Article:
⁂

"Day After Day" is a song by the British rock band Badfinger from their 1971 album Straight Up. It was written by Pete Ham and produced by George Harrison, who also plays slide guitar on the recording. The song was issued as a single and became Badfinger's biggest hit, charting at number 4 in the United States and number 10 in the UK, ultimately earning gold accreditation from the Recording Industry Association of America.

Recording
"Day After Day" was written and sung by Pete Ham and produced by George Harrison, who plays some of the slide guitar parts of the song along with Ham. The record also features Leon Russell on piano. As the song was unfinished at the time Harrison left the Badfinger album to produce the Concert for Bangladesh, the final mix was done by Todd Rundgren, who took over Straight Up after Harrison's departure.

Release
Released as a single in  the US in November 1971 (January 1972 elsewhere), it would become the group's highest charting single there, peaking at number 4 on the Billboard Pop Singles chart. It also peaked at number 10 on the UK Singles Chart in January 1972. It remains one of the band's best-known songs, most notably for the slide guitar solos. It went Gold in March 1972, becoming the band's first and only gold single. "Day After Day" reached number 10 on Billboard's Easy Listening chart.

Personnel
Badfinger
Pete Ham – lead vocals, acoustic guitar, slide guitar
Tom Evans – backing vocals, bass guitar
Joey Molland – backing vocals, acoustic guitar
Mike Gibbins – drums, percussion

Additional musicians
George Harrison – slide guitar
Leon Russell – piano

Chart performance

Weekly charts

Year-end charts

Cover versions and other uses
In 1972 The Lettermen released an album Lettermen 1 with this song on side 1.
Also in 1972 Engelbert Humperdinck covered the song for his album In Time.

⁂

What this exercise asks:
1. In the article on the Badfinger song "Day After Day," who did the final mix of the recording?
2. Pick up the article on the Badfinger song "Day After Day" after its last sentence and keep writing.

⁂

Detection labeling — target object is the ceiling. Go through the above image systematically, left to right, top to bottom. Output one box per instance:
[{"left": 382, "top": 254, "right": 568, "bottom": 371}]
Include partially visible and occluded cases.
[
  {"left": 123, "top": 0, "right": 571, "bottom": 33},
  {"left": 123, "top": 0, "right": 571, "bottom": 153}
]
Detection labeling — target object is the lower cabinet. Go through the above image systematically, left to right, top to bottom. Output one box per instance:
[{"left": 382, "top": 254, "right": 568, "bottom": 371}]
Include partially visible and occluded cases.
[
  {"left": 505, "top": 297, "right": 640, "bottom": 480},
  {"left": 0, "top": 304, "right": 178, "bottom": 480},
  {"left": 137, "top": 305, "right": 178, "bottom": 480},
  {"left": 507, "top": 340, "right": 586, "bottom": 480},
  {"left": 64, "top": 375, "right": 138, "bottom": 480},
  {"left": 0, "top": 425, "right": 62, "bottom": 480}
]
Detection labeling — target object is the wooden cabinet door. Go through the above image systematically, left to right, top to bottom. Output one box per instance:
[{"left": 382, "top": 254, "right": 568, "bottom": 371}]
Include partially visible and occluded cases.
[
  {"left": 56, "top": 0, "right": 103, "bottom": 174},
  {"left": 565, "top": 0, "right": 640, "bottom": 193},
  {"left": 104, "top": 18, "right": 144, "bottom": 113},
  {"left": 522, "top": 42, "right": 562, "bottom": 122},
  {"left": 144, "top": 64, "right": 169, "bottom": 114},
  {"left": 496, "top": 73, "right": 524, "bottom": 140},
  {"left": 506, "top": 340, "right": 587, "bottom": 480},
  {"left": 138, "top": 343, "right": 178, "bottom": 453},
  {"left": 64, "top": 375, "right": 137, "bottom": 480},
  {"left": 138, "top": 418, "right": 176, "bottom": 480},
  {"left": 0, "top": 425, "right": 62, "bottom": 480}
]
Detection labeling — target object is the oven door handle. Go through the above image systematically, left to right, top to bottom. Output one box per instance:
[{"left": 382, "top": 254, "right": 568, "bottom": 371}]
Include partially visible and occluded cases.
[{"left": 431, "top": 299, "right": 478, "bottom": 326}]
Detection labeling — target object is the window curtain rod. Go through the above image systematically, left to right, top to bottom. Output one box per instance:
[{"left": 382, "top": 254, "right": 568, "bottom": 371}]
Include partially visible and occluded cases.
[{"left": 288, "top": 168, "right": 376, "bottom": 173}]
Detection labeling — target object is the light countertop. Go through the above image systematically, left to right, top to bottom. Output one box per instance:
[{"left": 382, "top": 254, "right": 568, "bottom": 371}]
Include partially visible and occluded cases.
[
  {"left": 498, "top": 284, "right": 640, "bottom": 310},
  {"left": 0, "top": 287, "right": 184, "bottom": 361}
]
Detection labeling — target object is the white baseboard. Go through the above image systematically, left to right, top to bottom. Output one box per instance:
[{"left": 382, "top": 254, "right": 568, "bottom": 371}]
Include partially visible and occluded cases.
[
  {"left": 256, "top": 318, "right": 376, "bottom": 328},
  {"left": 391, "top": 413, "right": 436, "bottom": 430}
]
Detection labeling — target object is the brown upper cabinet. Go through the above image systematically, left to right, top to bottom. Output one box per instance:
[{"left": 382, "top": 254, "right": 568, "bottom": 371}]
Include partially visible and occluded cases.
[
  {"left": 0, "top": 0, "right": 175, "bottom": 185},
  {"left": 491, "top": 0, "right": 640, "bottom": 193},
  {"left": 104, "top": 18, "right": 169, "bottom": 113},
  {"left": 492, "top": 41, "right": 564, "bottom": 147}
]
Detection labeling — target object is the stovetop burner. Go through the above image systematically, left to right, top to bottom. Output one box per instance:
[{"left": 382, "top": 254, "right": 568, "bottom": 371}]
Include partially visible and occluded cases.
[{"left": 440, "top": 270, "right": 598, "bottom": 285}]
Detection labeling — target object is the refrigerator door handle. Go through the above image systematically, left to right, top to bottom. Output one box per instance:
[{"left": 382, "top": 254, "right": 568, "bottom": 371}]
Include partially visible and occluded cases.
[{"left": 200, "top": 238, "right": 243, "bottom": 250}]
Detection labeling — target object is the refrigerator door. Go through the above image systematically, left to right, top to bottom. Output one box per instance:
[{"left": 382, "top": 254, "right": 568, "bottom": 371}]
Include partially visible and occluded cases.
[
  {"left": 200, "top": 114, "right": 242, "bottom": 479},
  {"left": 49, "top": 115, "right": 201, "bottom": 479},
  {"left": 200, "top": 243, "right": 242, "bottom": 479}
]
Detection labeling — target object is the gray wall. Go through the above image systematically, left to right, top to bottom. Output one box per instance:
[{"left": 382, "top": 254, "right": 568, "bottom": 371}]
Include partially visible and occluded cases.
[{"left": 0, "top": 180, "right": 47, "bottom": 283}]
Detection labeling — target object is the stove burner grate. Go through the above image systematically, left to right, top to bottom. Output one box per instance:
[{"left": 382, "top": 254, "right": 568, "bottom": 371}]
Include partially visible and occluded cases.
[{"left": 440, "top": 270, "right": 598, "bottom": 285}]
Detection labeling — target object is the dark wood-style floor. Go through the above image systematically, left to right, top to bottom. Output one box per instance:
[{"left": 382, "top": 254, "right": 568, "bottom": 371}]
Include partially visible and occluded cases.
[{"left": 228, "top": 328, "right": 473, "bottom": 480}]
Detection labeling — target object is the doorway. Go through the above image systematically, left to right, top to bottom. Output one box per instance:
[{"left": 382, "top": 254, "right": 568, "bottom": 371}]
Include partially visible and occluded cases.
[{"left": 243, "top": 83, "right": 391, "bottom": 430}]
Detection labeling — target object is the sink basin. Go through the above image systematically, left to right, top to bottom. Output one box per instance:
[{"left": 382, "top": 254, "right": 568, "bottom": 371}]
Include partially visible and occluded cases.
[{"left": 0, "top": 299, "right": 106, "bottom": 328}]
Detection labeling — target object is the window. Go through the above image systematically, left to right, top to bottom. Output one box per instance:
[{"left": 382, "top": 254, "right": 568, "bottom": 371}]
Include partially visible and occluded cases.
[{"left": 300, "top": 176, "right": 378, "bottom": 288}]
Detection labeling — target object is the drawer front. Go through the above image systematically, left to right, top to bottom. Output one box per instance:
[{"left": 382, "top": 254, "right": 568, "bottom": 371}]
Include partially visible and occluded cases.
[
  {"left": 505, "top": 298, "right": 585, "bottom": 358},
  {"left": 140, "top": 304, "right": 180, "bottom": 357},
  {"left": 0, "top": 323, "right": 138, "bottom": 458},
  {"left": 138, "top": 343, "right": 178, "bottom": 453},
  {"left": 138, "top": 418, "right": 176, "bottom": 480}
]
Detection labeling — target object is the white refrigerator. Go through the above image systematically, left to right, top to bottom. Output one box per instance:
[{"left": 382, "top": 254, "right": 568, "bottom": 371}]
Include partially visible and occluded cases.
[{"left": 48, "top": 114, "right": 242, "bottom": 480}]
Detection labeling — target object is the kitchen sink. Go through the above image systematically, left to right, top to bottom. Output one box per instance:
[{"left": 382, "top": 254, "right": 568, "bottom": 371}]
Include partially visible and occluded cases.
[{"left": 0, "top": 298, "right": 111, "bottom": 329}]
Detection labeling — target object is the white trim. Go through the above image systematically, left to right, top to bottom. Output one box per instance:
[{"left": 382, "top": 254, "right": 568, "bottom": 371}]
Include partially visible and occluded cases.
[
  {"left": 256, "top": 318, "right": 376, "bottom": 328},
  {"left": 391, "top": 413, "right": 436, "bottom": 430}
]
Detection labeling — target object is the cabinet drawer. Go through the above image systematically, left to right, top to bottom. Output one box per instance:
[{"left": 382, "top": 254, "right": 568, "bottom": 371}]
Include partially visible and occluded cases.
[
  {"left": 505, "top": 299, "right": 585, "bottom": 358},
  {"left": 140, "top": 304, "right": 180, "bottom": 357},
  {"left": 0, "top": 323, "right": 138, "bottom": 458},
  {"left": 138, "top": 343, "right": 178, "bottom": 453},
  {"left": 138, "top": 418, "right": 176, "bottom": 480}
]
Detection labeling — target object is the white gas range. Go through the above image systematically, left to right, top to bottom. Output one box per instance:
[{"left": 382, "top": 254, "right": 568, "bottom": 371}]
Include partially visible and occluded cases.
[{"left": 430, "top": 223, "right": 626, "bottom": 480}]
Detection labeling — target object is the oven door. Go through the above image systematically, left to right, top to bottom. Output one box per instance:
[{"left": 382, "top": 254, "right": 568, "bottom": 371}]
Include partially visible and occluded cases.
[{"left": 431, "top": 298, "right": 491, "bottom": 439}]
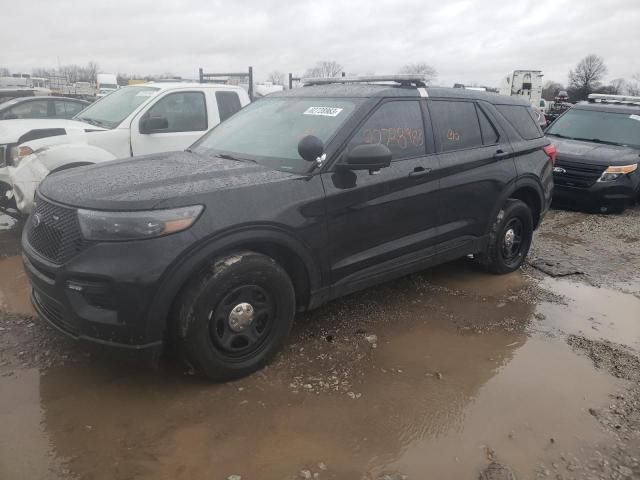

⁂

Responses to the exercise:
1. Todd Rundgren did the final mix.

2.
Also in 1972 The Brady Bunch covered the song on their album Meet the Brady Bunch.
In 1986 Savatage covered the song on their album Fight for the Rock.
In 1990 Athens, Georgia rock band Dreams So Real covered the song for their album Gloryline.
In 1990 synthpop band Exotic Birds covered the song for their album Equilibrium.
In 2006 Rod Stewart covered the song on his album Still the Same… Great Rock Classics of Our Time.
In 2006 Neal Morse covered the song on his album Cover to Cover.
In 2006 an instrumental version of the song can be heard near the end of the ″Join the Club" episode of The Sopranos. 
In 2007 the song was used in a TV commercial for the NBA celebrating the revival of the Boston Celtics.
In 2007 the song was featured in "Eternal Moonshine of the Simpson Mind", a Season 19 episode of the animated TV series The Simpsons.
In 2008 Midge Ure covered the song on his album 10.
In 2017 the song was used in the movie My Friend Dahmer.
In 2019 the song was used in the movie Annabelle Comes Home.
In 2020 the song was used in the movie Boss Level.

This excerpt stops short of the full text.